## Tugas A
Berapa total perputaran (turnover) sepanjang tahun 2008 menurut teks bacaan?
## Tugas B
Tuliskan ulang bagian teks bacaan dari "Outsorcing, sebuah kebijakan" sampai "manusia dari hakikatnya." tanpa mengubah satu kata pun.

## Teks Bacaan
--------------------------------------------------

Senin, 23 September 2013

Outsorcing, sebuah kebijakan degradatif


Outsorcing, sebuah fenomena baru dalam industrialisasi di era global ini. Sebagian kecurigaan muncul setelah Outsorcing dianggap bentuk baru neo kapitalisme dan liberalisme, yaitu eksploitasi materi secara besar besaran dengan pengesampingan pertimbangan lokal.  Proses Dehumanisasi terhadap strata buruh merupakan satu dari banyak ciri kapitalisme yang dianggap Marx sebagai bentuk alienasi manusia dari hakikatnya.
News.liputan6.com
Namun dewasa ini fenomena Outsorcing menunjukan tajinya dengan terdapat lebih dari tujuh puluh ribu (70.000) agen kerja swasta yang menghasilkan total seratus tujuh puluh satu ribu (171.000) merek di seluruh penjuru dunia. Total perputaran (turnover)sepanjang tahun 2008 adalah dua ratus tiga puluh dua (232) miliar Euro: Jepang dan Amerika Serikat merupakan pemimpin global dilihat dari total pendapatan dari penjualan, terhitung sebesar dua puluh satu (21) persen untuk masing-masing negara, diikuti oleh Inggris sebesar lima belas (15) persen. Di tahun 2008 secara global terdapat lebih dari sembilan setengah (9.5) juta pekerja yang disalurkan oleh agen. Mayoritas dari mereka berusia kurang dari tiga puluh (30) tahun.

--------------------------------------------------

## Materi yang Diberikan
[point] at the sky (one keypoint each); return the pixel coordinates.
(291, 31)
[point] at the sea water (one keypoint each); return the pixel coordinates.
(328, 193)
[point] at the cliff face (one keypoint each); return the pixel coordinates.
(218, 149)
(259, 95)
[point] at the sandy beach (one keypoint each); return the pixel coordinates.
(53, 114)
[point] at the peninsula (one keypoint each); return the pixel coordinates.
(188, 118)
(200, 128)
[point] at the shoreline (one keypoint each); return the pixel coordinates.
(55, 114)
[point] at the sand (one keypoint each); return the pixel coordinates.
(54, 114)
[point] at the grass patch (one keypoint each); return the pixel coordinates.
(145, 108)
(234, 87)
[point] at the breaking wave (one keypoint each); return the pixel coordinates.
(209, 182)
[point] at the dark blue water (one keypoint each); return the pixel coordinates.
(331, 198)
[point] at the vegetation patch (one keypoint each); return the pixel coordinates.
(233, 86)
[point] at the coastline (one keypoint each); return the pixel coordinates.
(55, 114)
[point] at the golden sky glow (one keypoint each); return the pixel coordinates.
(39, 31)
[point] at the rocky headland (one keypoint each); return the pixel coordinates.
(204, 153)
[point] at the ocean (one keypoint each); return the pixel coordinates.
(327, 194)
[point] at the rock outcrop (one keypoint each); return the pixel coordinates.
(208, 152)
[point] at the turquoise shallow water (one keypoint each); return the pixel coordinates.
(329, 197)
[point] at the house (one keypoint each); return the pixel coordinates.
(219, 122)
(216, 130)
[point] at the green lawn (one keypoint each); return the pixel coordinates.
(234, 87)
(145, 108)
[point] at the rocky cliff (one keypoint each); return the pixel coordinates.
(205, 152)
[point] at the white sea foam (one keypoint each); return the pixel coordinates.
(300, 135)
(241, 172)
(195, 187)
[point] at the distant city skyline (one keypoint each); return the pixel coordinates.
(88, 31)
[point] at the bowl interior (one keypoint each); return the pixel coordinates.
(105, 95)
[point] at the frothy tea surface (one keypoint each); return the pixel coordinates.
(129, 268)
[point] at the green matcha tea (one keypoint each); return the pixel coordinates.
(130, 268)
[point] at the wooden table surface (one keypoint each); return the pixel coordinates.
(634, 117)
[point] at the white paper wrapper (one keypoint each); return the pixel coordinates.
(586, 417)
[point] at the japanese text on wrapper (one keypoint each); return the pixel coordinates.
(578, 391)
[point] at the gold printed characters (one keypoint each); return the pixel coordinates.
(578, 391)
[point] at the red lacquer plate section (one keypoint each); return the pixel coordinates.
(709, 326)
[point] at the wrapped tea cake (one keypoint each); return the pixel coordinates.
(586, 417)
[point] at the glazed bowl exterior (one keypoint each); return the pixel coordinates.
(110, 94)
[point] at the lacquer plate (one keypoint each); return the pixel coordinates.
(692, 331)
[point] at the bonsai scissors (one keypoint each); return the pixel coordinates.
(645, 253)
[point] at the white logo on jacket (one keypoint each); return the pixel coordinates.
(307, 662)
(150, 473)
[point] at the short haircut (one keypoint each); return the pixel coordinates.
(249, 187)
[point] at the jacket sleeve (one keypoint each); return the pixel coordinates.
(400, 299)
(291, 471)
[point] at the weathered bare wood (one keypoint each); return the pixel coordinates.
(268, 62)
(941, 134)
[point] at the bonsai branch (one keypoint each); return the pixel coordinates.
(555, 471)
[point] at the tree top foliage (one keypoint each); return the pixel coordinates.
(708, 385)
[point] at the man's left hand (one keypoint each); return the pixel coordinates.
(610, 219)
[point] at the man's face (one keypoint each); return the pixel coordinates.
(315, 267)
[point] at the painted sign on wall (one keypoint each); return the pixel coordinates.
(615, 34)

--------------------------------------------------

## Jawaban yang Diharapkan A
Dua ratus tiga puluh dua (232) miliar Euro.

## Jawaban yang Diharapkan B
Outsorcing, sebuah kebijakan degradatif


Outsorcing, sebuah fenomena baru dalam industrialisasi di era global ini. Sebagian kecurigaan muncul setelah Outsorcing dianggap bentuk baru neo kapitalisme dan liberalisme, yaitu eksploitasi materi secara besar besaran dengan pengesampingan pertimbangan lokal.  Proses Dehumanisasi terhadap strata buruh merupakan satu dari banyak ciri kapitalisme yang dianggap Marx sebagai bentuk alienasi manusia dari hakikatnya.